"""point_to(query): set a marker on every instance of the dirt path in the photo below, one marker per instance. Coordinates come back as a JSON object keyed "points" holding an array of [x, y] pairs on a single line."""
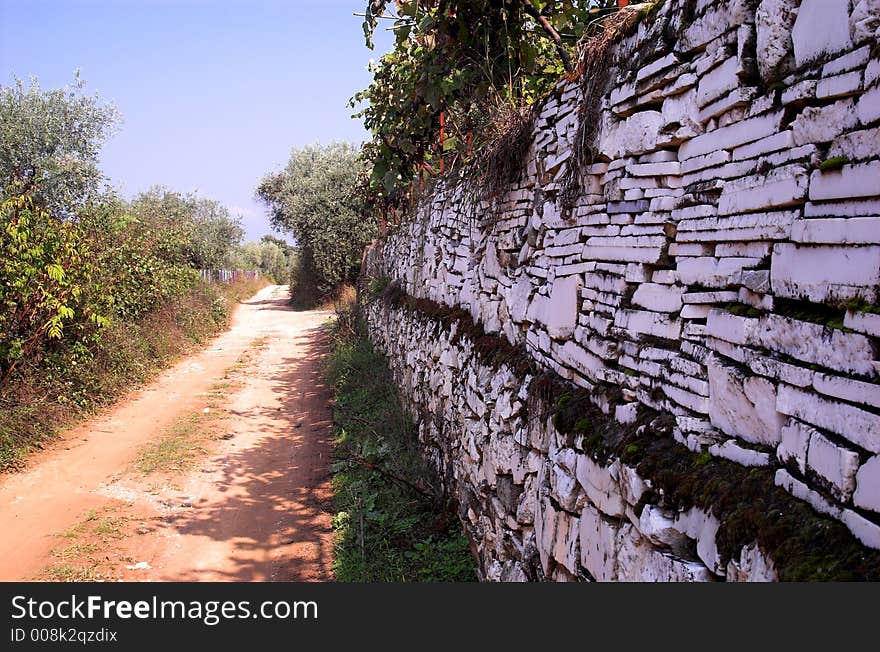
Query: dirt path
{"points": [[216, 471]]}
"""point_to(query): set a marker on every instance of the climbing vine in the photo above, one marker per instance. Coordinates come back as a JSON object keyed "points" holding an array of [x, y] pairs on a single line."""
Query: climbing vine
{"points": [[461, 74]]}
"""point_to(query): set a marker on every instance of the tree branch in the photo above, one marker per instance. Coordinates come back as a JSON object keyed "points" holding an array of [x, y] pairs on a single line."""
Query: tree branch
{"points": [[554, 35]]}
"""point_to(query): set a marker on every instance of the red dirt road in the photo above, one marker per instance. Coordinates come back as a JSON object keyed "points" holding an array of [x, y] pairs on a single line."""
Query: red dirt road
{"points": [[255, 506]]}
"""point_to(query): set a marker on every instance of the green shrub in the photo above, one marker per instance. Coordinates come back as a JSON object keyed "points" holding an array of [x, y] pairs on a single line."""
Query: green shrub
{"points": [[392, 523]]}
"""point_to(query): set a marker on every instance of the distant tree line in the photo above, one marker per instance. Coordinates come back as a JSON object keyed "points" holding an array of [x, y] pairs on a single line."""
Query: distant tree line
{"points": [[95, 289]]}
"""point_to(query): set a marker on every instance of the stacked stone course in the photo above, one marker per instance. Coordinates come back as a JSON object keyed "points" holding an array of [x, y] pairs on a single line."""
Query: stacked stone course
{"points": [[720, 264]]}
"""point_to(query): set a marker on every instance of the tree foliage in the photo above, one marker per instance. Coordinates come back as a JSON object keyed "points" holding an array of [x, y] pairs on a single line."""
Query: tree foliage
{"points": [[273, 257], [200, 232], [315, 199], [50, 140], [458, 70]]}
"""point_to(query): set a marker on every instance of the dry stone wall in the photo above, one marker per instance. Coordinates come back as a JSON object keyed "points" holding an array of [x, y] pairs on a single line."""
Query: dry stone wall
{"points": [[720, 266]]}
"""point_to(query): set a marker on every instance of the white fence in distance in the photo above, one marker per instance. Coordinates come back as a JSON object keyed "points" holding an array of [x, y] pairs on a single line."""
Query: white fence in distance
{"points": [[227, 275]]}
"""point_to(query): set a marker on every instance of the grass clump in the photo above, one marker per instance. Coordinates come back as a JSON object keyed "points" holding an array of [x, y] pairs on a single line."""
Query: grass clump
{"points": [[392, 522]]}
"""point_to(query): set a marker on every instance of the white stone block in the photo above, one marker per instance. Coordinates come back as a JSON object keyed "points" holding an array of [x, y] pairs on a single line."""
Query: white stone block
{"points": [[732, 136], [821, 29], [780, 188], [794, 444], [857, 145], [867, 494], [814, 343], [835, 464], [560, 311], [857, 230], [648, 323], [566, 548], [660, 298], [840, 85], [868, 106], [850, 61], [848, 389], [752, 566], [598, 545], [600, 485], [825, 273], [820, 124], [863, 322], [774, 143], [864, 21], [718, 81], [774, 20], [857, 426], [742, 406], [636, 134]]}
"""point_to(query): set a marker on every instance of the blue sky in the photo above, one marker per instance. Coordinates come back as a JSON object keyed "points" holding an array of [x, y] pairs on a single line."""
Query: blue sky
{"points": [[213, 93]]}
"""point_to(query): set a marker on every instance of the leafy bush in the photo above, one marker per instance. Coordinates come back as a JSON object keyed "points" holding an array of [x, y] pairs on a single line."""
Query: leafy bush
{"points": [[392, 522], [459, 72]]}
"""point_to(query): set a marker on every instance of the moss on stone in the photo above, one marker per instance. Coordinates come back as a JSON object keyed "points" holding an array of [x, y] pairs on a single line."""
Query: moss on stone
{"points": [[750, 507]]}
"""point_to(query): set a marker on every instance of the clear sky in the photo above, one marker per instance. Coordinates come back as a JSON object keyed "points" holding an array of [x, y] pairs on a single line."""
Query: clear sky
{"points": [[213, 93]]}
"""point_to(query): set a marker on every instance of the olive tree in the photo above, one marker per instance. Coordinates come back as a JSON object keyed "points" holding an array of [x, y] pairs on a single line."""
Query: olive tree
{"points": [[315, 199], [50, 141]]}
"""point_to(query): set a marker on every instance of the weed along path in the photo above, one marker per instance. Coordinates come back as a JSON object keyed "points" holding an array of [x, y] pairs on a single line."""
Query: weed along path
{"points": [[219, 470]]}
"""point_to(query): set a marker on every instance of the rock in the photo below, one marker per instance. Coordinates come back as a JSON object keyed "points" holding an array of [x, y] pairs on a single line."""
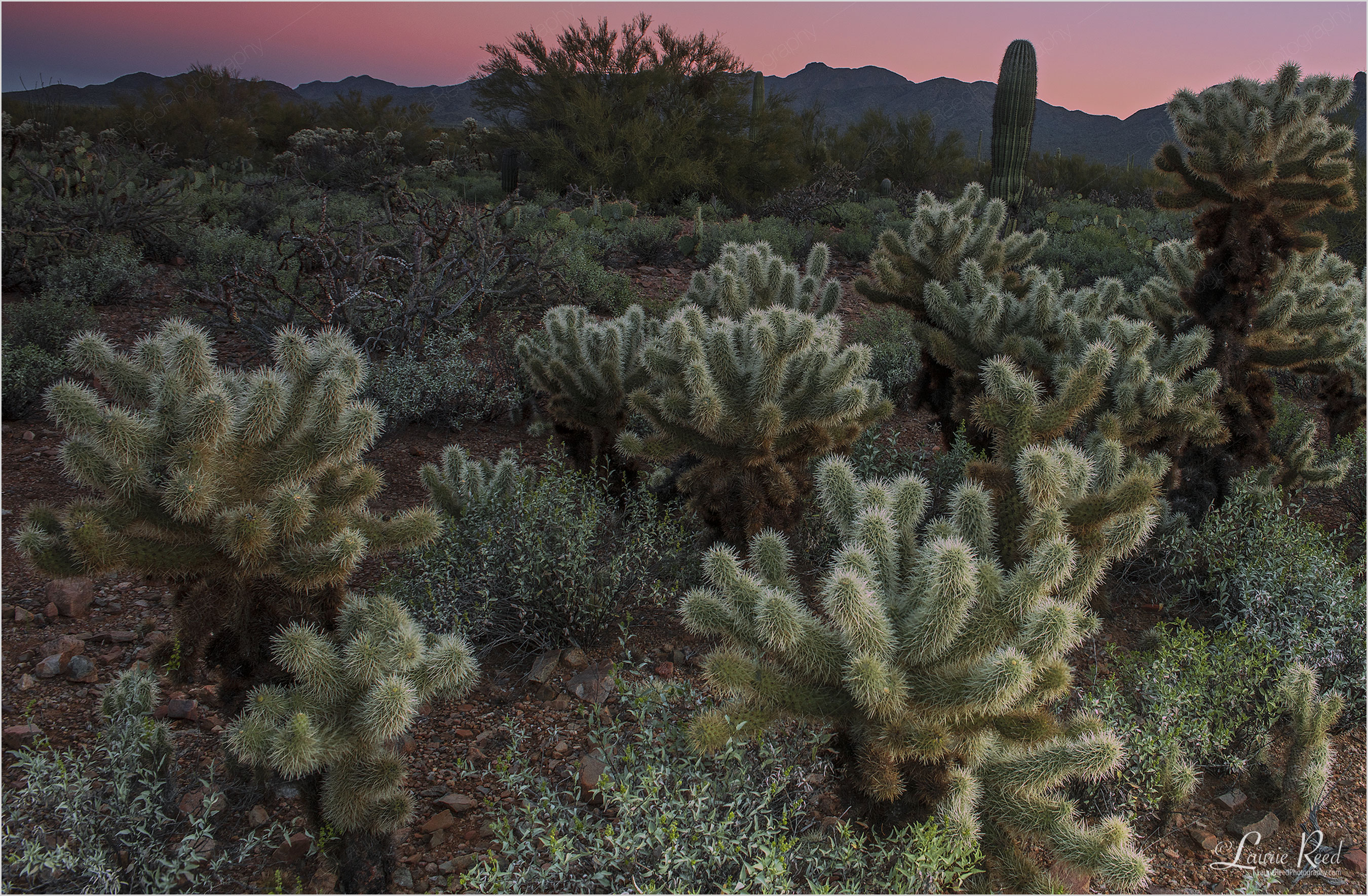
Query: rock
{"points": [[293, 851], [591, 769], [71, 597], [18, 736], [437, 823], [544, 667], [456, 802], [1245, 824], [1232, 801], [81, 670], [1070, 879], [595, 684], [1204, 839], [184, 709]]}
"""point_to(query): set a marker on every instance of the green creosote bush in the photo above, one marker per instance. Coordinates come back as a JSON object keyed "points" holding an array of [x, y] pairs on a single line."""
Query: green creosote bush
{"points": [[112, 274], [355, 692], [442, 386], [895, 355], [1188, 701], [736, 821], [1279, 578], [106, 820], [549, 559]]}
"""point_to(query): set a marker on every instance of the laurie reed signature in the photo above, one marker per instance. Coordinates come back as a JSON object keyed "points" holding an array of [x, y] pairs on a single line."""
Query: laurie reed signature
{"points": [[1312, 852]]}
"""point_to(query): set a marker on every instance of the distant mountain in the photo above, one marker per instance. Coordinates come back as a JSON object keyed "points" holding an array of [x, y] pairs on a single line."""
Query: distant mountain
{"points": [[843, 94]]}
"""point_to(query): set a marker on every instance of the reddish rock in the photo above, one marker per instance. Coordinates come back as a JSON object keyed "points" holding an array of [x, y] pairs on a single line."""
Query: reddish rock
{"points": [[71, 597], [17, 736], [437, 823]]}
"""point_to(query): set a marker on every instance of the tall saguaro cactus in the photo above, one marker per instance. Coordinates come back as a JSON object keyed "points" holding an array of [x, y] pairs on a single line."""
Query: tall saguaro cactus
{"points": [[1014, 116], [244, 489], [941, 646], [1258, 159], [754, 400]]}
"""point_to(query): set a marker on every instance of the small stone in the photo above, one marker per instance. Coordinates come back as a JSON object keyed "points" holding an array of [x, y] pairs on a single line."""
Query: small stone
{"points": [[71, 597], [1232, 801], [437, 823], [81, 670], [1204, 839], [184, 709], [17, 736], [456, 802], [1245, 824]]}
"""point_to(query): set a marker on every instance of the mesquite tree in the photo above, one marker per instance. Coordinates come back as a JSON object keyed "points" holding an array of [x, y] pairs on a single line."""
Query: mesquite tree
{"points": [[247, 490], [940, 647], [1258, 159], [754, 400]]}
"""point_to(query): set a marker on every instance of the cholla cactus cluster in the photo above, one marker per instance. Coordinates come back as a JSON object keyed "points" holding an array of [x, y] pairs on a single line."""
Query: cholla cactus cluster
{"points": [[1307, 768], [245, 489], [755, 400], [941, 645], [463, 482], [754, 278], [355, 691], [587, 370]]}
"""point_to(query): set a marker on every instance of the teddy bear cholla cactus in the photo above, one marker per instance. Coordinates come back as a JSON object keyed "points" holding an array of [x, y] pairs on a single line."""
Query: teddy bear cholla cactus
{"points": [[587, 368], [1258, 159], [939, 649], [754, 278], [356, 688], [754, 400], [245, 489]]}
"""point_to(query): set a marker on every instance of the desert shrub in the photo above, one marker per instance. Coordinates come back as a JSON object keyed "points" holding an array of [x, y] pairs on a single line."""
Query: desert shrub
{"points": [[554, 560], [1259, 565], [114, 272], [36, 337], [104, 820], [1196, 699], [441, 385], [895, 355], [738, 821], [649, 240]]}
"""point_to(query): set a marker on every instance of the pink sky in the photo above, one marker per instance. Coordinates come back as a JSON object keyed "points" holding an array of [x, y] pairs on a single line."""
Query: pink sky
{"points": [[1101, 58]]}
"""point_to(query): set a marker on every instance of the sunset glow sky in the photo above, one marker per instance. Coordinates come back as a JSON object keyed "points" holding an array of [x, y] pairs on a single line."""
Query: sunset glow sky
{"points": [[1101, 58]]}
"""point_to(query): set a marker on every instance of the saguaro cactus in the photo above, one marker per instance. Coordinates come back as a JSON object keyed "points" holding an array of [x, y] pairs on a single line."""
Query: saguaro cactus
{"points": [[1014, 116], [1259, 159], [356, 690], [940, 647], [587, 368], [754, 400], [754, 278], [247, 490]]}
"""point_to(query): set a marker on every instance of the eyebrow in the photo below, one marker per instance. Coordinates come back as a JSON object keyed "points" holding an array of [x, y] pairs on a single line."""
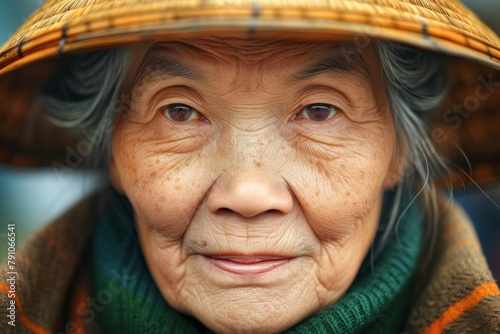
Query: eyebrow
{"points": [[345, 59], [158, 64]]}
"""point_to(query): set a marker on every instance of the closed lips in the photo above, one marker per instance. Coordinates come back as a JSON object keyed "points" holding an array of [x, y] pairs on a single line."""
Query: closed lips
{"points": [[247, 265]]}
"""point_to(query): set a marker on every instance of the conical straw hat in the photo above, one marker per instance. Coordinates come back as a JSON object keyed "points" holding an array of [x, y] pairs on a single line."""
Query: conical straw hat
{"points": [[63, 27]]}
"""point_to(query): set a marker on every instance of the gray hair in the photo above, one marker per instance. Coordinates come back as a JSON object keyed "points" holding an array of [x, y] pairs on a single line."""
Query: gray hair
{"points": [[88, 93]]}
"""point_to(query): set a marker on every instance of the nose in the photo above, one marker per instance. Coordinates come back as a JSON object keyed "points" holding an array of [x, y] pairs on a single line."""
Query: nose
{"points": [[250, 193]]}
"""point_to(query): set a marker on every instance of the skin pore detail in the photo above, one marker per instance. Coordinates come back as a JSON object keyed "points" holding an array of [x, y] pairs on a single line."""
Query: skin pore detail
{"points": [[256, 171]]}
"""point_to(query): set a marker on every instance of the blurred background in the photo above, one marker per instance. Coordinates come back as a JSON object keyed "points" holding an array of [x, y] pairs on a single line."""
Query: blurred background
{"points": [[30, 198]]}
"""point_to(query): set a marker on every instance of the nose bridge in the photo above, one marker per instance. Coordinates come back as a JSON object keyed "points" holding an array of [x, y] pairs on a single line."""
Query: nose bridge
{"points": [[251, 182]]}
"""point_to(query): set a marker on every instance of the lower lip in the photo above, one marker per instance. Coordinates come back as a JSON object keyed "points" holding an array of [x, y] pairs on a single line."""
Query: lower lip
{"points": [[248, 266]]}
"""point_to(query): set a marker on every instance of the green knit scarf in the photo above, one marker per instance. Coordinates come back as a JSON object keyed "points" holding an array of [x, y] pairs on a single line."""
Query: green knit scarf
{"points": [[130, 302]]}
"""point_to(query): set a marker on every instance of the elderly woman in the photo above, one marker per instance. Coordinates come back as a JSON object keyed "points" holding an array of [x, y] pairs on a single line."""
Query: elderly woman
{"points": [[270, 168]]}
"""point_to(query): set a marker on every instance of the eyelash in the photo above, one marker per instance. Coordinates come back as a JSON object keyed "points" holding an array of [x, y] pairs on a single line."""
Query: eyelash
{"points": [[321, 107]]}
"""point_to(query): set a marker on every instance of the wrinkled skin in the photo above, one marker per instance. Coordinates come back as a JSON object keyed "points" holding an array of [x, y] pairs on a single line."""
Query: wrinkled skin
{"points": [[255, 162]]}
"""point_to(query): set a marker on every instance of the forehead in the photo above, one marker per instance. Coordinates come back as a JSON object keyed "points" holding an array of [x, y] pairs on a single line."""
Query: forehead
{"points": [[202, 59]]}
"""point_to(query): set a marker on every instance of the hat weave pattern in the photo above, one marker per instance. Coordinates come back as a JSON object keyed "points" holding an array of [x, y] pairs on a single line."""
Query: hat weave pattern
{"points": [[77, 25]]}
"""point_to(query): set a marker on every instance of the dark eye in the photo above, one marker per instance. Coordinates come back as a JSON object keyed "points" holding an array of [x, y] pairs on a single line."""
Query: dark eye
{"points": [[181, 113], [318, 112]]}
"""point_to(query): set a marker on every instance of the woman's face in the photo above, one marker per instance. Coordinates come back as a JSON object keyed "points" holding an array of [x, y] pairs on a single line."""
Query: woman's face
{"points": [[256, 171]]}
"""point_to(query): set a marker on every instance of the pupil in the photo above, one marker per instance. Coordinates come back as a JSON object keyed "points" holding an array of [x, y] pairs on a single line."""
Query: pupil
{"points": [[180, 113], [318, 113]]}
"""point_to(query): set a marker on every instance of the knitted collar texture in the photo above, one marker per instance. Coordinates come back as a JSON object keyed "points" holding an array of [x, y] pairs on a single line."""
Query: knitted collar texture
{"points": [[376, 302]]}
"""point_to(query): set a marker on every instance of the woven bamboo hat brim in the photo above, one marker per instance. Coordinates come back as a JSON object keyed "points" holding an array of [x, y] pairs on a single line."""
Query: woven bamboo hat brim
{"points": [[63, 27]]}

■ **GIVEN EXERCISE**
The required output is the span of lines from the one containing "of the dark" to the last line, reproduced character for character.

■ **RESULT FOR THIS EXERCISE**
"""point_to(query): set a marker on every instance of the dark eye in the photo above, one marker per instance. Coordinates come back as a JSON object keyed "points" holding an array of [x, y] pairs on a single line."""
Query: dark eye
{"points": [[181, 113], [318, 112]]}
"""point_to(query): set a marker on every instance of the woman's face in the photo above, one marker per instance. Coordinates come back as a JSON object keyed "points" holding an array of [x, y] pairs on a single line."""
Query: woman's face
{"points": [[256, 171]]}
"""point_to(query): set a marker on every instance of the pupil in the photo above, one marker per instance. Coordinates come back as a JSON object keyed "points" holding an array of [x, y] pairs on a single line."""
Query: pupil
{"points": [[180, 113], [318, 113]]}
"""point_to(query): set a marker on every instance of the knitted collar texture in the photo above, one marker per instance. Coordinates come back as a JSON object keyed "points" holding an array of [x, y] pairs on a single line."""
Query: knitted collar texture
{"points": [[376, 302]]}
"""point_to(query): set a marker on every instance of the woven bamboo hat brim in the photo above, one marker per instance. Coordinates come back as a JSON object keyed "points" holding an array of [x, y] pairs on a single line."""
Query: woven bamboo hat brim
{"points": [[63, 27]]}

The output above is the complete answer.